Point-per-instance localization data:
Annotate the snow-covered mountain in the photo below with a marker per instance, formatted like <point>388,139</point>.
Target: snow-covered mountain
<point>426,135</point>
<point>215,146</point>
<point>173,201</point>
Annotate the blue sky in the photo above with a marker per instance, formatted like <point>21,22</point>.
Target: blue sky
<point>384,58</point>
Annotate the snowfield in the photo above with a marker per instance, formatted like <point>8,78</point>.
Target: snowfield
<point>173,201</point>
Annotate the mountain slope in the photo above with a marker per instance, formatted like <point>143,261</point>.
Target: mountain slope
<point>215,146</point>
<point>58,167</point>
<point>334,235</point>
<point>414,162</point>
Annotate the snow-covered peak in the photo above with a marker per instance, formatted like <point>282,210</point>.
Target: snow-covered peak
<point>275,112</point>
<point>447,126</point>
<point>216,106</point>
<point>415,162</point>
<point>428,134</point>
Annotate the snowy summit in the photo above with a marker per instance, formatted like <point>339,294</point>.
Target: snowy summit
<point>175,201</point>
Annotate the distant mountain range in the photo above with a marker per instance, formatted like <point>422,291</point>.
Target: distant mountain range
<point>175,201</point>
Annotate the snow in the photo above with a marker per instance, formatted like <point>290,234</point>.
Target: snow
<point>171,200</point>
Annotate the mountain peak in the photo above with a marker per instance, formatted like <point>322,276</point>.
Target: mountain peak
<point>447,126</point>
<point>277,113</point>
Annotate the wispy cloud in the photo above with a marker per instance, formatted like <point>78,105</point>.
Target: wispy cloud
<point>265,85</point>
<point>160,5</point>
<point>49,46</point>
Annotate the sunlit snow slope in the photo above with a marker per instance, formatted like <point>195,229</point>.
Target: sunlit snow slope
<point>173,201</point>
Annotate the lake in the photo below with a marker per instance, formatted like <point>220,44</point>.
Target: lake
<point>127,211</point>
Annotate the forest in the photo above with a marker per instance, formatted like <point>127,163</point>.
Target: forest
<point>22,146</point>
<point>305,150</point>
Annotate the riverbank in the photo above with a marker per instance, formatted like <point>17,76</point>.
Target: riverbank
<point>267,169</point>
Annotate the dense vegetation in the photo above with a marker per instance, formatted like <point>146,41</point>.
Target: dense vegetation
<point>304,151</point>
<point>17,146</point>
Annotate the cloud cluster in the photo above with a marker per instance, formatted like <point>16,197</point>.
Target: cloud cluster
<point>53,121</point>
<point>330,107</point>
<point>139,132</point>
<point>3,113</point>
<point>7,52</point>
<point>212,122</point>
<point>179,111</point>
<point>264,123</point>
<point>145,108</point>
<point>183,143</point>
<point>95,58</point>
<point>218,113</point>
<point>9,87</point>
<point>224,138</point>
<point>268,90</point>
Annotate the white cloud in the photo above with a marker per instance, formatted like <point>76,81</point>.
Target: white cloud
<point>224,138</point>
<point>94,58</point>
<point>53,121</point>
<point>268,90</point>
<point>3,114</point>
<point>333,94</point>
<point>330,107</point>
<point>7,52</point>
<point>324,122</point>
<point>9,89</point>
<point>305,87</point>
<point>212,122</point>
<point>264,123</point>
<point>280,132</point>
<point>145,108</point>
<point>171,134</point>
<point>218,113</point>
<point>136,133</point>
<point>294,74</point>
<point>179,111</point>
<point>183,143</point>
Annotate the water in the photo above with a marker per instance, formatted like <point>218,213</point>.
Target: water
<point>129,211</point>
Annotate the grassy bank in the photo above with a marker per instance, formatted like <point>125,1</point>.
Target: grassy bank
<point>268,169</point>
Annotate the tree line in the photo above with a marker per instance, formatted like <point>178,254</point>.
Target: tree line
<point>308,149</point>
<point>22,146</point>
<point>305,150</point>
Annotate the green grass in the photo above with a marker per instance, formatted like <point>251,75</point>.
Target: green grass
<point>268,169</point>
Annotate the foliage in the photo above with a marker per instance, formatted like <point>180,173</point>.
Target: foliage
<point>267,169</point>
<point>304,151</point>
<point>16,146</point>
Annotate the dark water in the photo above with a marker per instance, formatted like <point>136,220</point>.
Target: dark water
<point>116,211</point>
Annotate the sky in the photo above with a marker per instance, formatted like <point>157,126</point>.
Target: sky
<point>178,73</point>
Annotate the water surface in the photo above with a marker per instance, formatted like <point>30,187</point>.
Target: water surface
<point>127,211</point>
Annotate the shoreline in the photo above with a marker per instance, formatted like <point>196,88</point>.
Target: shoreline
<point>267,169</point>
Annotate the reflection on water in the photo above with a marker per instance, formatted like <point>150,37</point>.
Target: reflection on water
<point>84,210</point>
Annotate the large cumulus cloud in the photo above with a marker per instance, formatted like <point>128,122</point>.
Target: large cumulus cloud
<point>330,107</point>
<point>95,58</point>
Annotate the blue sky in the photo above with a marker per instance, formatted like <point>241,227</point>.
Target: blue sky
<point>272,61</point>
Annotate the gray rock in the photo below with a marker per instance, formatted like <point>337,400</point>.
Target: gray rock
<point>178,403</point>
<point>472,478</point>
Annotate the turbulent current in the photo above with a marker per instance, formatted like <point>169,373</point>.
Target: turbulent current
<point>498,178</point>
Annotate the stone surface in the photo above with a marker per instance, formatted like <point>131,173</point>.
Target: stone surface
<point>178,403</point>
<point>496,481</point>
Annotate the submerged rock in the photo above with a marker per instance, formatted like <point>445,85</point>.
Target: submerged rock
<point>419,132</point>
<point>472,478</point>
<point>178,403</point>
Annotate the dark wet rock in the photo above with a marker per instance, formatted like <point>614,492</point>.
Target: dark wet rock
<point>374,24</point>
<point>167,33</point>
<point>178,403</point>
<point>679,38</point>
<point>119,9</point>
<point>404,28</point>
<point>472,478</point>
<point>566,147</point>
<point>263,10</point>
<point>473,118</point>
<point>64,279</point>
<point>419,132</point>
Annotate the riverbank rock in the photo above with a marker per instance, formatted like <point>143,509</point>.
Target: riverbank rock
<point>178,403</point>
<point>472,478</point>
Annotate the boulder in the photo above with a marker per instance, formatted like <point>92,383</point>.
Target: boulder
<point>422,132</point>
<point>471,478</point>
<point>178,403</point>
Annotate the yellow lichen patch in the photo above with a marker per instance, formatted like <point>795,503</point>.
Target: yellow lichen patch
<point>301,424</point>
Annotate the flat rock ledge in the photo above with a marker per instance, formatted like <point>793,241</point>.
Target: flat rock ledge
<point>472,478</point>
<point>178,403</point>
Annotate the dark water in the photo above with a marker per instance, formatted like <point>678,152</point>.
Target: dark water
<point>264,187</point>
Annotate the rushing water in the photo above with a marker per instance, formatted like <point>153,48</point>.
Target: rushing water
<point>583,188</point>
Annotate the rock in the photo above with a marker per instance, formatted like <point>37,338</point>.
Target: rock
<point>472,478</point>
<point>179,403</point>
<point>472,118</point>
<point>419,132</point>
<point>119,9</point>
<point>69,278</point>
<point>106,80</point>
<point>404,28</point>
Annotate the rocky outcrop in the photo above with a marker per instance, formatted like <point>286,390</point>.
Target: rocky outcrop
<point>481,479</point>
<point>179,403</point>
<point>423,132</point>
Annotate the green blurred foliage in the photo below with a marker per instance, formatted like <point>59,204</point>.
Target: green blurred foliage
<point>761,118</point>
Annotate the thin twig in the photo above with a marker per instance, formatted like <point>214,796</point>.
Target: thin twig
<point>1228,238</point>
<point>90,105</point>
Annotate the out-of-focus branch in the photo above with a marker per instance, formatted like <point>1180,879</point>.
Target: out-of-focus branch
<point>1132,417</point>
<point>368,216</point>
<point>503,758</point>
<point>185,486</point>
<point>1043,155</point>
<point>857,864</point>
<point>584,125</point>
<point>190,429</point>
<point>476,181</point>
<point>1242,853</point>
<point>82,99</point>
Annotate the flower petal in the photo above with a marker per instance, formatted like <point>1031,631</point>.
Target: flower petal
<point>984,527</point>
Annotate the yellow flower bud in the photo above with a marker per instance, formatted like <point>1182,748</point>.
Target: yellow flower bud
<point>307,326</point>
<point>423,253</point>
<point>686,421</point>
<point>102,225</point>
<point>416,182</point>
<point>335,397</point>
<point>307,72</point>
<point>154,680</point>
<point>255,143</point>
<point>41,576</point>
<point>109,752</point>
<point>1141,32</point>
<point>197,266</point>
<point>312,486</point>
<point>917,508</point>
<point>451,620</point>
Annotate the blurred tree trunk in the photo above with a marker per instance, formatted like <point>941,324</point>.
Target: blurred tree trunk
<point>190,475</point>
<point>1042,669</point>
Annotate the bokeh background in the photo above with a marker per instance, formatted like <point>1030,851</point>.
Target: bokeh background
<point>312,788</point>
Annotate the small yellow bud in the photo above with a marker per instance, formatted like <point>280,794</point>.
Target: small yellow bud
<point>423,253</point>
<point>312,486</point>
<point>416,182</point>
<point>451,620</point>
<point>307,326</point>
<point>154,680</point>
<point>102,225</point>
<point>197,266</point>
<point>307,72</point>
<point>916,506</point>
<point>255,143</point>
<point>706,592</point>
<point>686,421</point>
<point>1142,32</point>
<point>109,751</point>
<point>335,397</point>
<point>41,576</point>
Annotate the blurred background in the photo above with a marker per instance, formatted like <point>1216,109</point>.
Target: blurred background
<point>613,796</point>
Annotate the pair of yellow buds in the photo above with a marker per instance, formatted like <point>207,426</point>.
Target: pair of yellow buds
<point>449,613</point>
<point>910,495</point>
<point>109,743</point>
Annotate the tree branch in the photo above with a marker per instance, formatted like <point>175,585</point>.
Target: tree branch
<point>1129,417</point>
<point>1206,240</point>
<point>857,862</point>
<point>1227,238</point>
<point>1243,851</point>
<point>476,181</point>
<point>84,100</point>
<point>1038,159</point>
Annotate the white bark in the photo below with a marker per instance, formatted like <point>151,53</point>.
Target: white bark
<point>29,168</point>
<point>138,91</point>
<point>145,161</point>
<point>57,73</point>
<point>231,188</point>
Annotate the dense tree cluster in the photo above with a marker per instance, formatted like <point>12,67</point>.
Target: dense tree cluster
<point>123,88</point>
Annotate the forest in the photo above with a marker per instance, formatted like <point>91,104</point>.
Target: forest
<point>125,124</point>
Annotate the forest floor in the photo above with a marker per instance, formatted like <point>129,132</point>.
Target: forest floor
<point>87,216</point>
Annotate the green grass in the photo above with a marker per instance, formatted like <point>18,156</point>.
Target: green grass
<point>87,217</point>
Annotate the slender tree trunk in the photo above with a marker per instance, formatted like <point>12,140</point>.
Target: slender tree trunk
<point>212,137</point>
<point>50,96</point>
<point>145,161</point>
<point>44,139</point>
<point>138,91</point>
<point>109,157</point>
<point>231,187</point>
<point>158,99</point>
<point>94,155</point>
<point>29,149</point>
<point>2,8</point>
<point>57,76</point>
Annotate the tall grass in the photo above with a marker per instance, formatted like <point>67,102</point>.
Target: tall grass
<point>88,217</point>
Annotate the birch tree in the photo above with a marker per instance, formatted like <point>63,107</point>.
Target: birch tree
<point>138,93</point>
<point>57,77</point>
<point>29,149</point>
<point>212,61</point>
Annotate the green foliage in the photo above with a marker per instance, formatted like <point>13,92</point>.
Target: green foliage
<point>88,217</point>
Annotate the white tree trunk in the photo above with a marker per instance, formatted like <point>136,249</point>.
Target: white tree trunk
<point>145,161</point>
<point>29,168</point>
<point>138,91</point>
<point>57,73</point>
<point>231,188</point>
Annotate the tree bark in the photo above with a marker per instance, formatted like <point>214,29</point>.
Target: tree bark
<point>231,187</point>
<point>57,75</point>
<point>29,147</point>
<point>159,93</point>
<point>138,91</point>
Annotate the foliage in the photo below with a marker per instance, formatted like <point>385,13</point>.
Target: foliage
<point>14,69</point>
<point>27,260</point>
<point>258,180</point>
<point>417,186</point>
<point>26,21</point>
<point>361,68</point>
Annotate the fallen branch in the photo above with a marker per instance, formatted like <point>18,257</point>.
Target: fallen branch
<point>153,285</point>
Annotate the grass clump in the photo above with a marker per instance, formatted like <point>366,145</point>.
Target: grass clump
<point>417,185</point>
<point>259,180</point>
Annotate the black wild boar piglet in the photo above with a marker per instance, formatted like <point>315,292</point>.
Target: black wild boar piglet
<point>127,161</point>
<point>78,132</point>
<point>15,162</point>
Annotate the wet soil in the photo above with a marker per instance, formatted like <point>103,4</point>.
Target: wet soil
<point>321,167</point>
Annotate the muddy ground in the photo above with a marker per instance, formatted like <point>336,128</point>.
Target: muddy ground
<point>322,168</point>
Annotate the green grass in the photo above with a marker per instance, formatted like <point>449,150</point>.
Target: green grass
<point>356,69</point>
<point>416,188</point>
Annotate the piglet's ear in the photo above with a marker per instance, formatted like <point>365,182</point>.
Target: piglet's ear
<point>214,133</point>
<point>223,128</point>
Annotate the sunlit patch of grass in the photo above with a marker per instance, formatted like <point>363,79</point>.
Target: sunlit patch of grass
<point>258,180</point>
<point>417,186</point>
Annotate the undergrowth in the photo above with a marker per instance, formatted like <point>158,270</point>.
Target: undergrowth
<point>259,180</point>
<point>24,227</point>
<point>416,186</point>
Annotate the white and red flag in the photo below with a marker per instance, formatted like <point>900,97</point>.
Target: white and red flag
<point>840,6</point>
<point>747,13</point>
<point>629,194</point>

WORK TO COMPLETE =>
Every line in the entries above that has the word "below" should be identified and copied.

ANSWER SPACE =>
Annotate the snow-covered mountain in the photo below with a marker per instance, formatted like <point>388,139</point>.
Annotate the lake in the photo below with a marker per instance, formatted like <point>220,44</point>.
Annotate the gray rock in the photo below with a marker per instance, formatted like <point>337,400</point>.
Annotate the green blurred foliage in the photo below with a marker per instance, formatted like <point>59,204</point>.
Annotate the white bark in the photo below with a marker per instance, formatted like <point>151,53</point>.
Annotate the foliage in the photo below with a marker per instance, formatted like <point>385,13</point>.
Annotate the white and red flag in the photo below with a marker per instance, formatted like <point>900,97</point>.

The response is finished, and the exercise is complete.